Task input:
■ ■ ■ ■

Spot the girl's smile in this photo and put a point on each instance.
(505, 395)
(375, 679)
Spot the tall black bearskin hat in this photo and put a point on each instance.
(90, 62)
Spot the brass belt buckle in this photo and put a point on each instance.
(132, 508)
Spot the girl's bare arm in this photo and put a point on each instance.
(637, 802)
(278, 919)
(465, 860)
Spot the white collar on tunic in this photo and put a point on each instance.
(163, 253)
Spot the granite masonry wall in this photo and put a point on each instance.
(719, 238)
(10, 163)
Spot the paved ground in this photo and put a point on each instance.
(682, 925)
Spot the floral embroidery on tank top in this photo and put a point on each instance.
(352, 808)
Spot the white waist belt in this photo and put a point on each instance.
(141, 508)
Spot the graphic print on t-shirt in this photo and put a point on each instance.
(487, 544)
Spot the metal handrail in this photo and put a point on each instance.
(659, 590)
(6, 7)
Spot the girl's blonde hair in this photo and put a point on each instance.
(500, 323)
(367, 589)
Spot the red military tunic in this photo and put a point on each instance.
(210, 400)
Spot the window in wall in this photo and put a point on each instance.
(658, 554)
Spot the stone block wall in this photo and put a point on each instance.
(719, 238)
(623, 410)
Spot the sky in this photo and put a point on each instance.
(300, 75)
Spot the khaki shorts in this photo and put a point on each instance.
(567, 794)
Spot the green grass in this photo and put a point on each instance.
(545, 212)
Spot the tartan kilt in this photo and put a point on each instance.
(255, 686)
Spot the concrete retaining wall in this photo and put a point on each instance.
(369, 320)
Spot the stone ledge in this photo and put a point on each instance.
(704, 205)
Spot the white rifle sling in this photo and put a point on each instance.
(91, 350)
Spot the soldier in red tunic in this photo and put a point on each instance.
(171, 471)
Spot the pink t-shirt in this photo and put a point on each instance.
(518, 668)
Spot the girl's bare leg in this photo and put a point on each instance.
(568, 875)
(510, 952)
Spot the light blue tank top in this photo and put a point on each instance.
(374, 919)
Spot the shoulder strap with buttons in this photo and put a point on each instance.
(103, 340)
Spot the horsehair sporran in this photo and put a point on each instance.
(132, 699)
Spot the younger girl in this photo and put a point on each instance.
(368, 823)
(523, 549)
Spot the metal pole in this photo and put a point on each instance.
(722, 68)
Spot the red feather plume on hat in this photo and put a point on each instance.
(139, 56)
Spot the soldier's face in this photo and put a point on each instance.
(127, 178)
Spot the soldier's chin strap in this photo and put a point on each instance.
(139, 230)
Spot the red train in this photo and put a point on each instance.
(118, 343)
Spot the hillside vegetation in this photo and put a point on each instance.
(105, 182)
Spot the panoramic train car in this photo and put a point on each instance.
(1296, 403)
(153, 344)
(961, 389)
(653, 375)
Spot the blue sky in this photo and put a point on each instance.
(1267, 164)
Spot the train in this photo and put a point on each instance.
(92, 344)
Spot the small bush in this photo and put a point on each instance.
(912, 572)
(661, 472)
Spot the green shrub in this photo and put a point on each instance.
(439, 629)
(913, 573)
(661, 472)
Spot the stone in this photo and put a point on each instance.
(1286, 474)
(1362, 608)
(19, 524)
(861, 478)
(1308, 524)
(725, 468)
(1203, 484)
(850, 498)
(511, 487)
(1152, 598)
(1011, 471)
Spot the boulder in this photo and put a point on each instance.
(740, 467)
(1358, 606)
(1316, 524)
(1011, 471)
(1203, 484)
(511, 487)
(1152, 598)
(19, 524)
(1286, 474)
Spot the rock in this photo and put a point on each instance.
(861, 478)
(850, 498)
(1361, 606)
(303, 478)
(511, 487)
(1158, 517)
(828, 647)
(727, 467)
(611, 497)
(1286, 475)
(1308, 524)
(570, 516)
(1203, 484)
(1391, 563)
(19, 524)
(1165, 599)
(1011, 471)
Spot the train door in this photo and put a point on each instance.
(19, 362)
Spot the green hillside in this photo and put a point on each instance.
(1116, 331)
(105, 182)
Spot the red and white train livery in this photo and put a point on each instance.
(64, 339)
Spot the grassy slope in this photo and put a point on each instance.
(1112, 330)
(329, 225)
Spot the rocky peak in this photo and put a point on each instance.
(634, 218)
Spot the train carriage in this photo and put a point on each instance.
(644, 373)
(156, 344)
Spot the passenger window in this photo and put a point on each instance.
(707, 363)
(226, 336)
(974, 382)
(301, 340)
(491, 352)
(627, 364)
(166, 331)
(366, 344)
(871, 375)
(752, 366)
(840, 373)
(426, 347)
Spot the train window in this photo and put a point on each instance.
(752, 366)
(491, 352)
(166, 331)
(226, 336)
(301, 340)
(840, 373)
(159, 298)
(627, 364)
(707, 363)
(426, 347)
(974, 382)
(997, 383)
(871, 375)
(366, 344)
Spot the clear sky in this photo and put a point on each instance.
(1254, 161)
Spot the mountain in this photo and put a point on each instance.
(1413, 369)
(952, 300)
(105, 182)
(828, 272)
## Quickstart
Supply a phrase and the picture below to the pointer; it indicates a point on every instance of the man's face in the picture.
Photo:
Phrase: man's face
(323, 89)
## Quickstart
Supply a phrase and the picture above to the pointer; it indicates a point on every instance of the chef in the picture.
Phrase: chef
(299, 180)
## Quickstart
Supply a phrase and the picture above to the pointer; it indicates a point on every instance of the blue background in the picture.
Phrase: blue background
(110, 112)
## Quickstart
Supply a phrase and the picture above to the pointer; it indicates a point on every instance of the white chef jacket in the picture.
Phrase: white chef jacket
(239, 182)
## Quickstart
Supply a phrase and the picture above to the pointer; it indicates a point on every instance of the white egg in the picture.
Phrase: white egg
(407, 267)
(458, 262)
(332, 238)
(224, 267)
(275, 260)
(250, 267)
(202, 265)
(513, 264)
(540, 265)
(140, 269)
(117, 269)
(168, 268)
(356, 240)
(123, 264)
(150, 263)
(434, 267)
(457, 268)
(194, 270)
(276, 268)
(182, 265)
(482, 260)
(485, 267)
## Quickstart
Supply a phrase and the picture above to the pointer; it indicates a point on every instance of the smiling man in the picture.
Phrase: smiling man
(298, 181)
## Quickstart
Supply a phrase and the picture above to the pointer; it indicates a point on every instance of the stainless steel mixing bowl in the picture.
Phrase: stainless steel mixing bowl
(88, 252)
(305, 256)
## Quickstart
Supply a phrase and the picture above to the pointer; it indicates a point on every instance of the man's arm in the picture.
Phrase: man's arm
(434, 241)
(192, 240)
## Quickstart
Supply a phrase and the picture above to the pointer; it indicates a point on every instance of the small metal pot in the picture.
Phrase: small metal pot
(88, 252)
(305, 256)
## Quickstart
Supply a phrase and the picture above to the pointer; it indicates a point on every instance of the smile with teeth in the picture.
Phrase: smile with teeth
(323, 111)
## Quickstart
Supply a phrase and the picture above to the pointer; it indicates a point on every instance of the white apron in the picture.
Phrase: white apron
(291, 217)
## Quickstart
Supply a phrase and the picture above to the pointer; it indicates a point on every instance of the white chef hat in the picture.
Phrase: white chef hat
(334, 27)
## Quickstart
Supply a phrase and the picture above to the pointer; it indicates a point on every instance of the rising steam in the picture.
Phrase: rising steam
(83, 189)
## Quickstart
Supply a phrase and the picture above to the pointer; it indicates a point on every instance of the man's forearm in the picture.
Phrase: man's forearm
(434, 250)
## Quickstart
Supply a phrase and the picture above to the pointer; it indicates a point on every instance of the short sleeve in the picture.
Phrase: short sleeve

■ ■ ■ ■

Work to be completed: Considering only lines that contain the word "sleeve", say how many there are in the data, with no other text.

Answer to this exercise: 2